■ TASK STATEMENT
Echo the lines below verbatim, from the line containing "Practice step: point out every instance of the engine nacelle" through the line containing "pixel 105 238", with both of those lines included.

■ STORED ROWS

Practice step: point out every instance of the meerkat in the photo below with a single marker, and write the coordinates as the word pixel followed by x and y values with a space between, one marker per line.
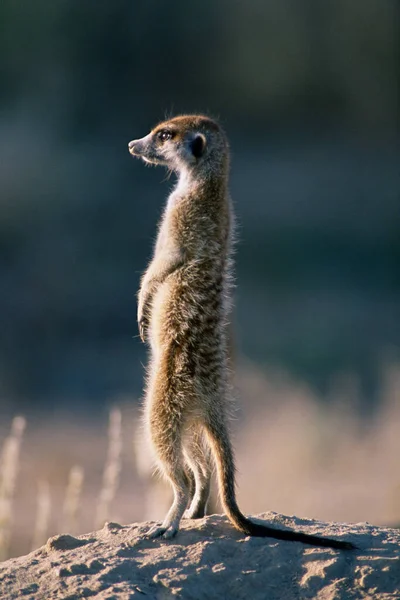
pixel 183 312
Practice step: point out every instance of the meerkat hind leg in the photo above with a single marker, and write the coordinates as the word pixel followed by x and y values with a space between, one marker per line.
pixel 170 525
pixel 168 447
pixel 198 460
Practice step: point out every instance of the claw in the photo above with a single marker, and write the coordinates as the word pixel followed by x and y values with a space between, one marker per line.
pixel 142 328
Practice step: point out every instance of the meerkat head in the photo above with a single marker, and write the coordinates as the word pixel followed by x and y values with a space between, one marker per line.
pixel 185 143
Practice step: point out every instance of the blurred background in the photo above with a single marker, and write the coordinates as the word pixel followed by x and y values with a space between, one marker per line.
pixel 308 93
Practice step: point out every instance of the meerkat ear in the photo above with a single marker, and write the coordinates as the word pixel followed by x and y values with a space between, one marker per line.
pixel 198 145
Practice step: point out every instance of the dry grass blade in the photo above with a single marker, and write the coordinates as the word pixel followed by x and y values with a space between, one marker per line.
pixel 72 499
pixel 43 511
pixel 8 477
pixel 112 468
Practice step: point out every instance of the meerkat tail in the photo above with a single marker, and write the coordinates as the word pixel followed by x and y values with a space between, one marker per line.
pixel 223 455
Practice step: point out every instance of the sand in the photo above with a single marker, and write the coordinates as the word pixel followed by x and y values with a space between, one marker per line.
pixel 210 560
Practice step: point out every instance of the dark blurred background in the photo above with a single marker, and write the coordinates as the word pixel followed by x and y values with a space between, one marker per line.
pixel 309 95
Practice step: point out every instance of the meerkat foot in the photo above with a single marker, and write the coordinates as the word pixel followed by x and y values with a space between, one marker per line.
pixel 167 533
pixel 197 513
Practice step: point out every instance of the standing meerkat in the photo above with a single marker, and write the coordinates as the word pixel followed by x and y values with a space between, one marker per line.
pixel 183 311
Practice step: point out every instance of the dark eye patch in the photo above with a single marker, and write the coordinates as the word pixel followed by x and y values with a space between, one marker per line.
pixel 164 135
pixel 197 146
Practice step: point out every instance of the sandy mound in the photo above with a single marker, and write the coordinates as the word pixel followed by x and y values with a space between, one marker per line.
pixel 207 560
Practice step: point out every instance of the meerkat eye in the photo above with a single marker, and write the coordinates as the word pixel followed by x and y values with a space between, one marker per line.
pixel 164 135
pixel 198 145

==

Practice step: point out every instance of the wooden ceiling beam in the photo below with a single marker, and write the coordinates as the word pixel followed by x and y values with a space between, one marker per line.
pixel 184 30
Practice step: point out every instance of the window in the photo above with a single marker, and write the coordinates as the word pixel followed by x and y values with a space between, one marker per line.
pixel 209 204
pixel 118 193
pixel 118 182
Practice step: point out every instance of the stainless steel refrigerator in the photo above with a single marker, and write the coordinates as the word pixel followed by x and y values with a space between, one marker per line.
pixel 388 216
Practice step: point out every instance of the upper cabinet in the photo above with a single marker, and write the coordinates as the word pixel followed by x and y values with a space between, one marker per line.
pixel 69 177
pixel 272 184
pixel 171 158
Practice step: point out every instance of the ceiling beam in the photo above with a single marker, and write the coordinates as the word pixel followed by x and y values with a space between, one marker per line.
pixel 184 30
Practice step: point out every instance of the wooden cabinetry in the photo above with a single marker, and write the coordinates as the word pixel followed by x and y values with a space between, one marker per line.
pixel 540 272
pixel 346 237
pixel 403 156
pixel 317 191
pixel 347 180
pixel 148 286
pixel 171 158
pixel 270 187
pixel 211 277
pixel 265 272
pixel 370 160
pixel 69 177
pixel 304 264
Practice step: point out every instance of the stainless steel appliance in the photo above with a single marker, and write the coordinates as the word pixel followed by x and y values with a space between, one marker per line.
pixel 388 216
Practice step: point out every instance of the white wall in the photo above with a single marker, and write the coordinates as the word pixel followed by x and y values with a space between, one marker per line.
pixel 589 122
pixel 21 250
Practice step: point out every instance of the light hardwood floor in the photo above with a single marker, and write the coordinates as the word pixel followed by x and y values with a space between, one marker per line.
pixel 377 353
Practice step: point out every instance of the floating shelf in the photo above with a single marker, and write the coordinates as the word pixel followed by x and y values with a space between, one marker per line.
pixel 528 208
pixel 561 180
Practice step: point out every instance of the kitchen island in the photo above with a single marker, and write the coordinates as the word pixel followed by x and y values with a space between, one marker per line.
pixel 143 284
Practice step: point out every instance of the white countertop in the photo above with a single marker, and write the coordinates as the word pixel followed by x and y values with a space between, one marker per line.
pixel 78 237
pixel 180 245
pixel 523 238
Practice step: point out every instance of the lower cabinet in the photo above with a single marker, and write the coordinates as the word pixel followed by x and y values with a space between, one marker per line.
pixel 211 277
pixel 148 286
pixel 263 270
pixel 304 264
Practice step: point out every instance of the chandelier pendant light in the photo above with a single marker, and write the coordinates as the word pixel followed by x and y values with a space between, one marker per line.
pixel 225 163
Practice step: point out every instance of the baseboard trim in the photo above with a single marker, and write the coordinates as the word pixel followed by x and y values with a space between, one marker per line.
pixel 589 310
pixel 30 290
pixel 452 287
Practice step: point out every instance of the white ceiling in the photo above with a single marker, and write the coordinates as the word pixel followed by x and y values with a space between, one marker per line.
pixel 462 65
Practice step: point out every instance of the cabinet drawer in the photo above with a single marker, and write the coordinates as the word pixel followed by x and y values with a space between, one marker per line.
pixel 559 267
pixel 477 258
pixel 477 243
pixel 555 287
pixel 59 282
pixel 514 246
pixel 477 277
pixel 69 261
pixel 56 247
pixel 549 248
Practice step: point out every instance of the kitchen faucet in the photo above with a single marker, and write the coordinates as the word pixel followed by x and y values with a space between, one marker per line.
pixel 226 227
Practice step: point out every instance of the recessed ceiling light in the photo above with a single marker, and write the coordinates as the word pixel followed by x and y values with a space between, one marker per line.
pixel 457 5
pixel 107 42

--

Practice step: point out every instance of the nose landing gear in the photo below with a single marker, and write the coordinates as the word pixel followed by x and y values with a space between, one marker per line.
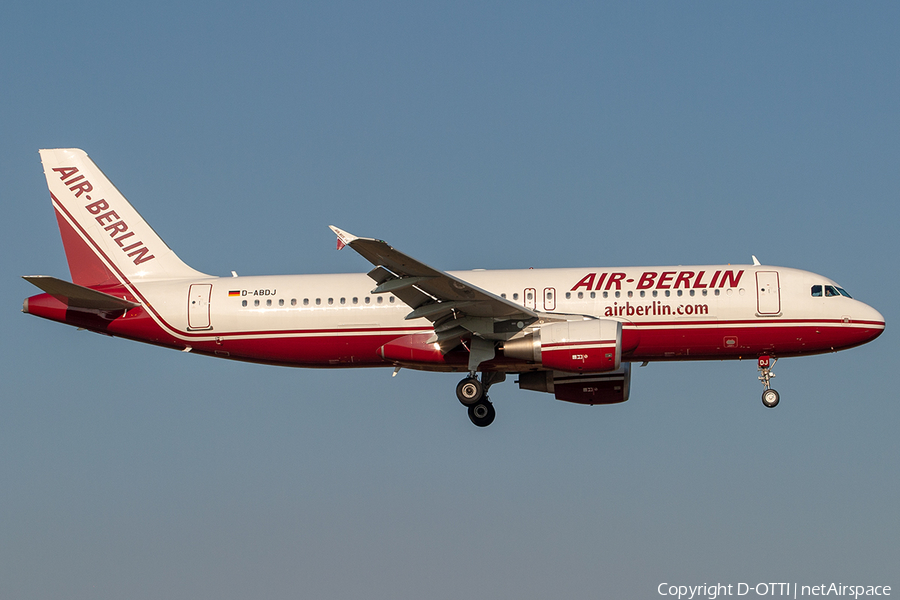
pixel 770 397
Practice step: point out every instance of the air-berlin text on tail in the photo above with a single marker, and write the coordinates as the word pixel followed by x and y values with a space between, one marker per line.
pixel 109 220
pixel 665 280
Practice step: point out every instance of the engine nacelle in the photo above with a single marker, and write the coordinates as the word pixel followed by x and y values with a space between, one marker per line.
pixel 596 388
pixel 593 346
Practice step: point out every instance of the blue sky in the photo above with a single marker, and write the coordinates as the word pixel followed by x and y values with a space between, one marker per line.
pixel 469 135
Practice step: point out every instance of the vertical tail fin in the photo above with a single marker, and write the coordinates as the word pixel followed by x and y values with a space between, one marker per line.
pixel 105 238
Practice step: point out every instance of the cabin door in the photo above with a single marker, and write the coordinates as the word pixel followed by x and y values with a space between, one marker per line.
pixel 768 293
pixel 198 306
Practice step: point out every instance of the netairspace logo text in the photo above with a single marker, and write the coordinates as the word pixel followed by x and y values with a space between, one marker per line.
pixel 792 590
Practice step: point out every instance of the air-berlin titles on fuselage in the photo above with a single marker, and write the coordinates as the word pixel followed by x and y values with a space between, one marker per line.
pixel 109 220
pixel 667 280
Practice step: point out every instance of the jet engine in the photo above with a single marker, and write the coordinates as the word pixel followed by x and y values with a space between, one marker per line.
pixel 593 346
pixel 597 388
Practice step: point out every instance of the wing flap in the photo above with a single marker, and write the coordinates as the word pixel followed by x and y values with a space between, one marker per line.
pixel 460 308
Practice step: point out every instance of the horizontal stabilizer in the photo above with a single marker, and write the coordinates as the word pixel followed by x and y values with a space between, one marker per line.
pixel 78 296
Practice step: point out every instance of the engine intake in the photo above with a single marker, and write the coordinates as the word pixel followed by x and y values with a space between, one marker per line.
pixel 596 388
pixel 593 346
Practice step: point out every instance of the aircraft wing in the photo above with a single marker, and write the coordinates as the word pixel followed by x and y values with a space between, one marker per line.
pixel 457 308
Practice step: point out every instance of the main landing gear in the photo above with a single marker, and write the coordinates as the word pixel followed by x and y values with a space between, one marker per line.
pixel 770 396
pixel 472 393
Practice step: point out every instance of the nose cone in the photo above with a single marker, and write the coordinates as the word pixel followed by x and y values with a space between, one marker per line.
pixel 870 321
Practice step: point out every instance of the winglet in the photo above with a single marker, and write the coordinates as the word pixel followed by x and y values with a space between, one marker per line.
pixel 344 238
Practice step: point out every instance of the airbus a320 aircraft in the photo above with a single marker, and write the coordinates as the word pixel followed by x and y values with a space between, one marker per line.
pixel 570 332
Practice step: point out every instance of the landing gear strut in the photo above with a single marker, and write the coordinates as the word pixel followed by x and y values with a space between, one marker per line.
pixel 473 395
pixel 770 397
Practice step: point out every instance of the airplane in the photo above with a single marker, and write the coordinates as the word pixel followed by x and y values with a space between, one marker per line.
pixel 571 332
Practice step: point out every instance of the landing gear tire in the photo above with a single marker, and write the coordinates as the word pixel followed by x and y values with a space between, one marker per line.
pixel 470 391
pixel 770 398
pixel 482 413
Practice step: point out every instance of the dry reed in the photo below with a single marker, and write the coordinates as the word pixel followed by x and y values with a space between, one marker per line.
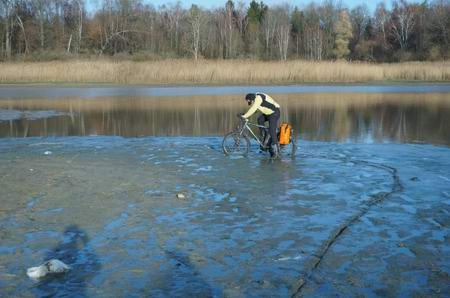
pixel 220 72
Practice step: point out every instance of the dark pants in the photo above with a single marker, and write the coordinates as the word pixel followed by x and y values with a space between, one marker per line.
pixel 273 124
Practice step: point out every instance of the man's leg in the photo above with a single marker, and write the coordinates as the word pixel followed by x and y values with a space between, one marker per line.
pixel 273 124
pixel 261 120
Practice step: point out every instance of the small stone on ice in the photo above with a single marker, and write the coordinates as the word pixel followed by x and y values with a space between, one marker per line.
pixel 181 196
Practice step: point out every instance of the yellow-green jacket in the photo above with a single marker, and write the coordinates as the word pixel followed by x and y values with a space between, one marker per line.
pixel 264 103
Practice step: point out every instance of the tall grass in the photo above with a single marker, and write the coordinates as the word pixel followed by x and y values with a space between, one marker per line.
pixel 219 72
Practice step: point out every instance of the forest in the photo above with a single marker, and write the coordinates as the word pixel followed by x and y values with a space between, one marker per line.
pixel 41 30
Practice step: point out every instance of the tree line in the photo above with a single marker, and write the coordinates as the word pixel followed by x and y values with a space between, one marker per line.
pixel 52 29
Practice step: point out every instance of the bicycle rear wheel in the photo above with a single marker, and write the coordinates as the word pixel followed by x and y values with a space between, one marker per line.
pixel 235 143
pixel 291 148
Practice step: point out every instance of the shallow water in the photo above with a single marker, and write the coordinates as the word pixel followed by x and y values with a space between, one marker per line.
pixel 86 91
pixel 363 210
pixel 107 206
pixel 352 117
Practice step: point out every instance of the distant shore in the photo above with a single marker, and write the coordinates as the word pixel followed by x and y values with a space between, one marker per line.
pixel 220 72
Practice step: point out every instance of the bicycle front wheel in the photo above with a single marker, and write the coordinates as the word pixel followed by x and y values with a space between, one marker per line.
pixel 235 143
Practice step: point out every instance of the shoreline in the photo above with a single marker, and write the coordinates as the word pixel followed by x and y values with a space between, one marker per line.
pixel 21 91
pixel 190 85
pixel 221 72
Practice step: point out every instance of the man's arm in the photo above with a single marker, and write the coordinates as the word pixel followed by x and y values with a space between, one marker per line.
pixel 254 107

■ EXERCISE OUTPUT
Practice step: point out every instance of the engine nacelle in the photo above with a single marker, and write the coordinates as the word pixel followed by x and y values with a space between, one marker per line.
pixel 596 388
pixel 593 346
Practice step: point out every instance of the blue sky in the photo above with a single marker, and write the coordinates as the word pixel followed by x and y values with a space between, one marker per line.
pixel 469 135
Practice step: point out every instance of the vertical tail fin in the photo above with a single marker, and write the coordinates as the word pixel followed by x and y values with a space between, one marker per line.
pixel 105 238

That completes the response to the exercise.